* **Articolo**
++++++
Piogge torrenziali, apparizioni di fantasmi, invasioni di granchi, grandi liti coi discografici sono gli elementi che hanno concorso a creare quarant’anni fa un album leggendario, il secondo più venduto della storia del rock

10 cose che forse non sapete di ‘Back in Black’ degli AC/DC

Brian Johnson e Malcolm Young nel 1990 durante un concerto degli AC/DC

Foto: IPA

È uno dei dischi più venduti della storia – secondo solo a Thriller di Michael Jackson – e usciva 40 anni fa: per la precisione venerdì 25 luglio 1980. Back in Black, che vedeva gli AC/DC rimettersi in piedi – a velocità miracolosa, peraltro – dopo la morte improvvisa del carismatico frontman Bon Scott, è divenuto un disco-icona ed è considerato uno degli album più importanti nella storia del rock duro. Anzi, per molti è proprio il disco che ha aiutato il genere a risollevarsi, agli albori degli anni ’80, fino a crescere e diventarne grande protagonista. Ecco una decina di curiosità e aneddoti su Back in Black e sui brani che lo compongono.
++++++
* **Dati estratti**
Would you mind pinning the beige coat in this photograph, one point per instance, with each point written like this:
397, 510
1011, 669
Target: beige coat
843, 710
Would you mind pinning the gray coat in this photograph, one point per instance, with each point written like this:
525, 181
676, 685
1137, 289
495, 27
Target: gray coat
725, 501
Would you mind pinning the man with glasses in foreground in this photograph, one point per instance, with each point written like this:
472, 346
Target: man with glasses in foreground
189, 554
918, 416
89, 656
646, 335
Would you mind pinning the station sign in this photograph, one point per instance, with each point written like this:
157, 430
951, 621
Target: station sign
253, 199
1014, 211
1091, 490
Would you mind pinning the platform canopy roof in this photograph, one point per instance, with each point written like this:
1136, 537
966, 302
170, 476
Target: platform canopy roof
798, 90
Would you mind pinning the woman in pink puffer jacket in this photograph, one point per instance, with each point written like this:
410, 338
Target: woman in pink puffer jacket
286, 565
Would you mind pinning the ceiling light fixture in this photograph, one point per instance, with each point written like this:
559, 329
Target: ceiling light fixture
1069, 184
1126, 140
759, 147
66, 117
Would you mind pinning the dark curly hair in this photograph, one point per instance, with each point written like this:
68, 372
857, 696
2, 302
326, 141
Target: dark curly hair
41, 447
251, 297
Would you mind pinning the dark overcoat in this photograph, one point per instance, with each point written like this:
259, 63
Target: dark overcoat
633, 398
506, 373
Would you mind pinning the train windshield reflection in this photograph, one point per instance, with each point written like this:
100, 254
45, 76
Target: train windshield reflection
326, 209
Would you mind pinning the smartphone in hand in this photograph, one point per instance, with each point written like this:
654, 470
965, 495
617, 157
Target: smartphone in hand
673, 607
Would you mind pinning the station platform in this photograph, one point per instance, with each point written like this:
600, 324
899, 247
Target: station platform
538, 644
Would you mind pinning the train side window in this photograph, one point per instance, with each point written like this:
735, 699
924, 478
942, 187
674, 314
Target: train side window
++++++
* **Obiettivo**
Sostituisci "rock duro" con "hard rock" nel passo dell'articolo su Back in Black che comincia con le parole "Brian Johnson e" e si ferma dopo "che lo compongono.", poi riporta il passo così modificato. Per svolgere il compito basati soltanto sull'articolo.

* **Risposta completa**
Brian Johnson e Malcolm Young nel 1990 durante un concerto degli AC/DC

Foto: IPA

È uno dei dischi più venduti della storia – secondo solo a Thriller di Michael Jackson – e usciva 40 anni fa: per la precisione venerdì 25 luglio 1980. Back in Black, che vedeva gli AC/DC rimettersi in piedi – a velocità miracolosa, peraltro – dopo la morte improvvisa del carismatico frontman Bon Scott, è divenuto un disco-icona ed è considerato uno degli album più importanti nella storia del hard rock. Anzi, per molti è proprio il disco che ha aiutato il genere a risollevarsi, agli albori degli anni ’80, fino a crescere e diventarne grande protagonista. Ecco una decina di curiosità e aneddoti su Back in Black e sui brani che lo compongono.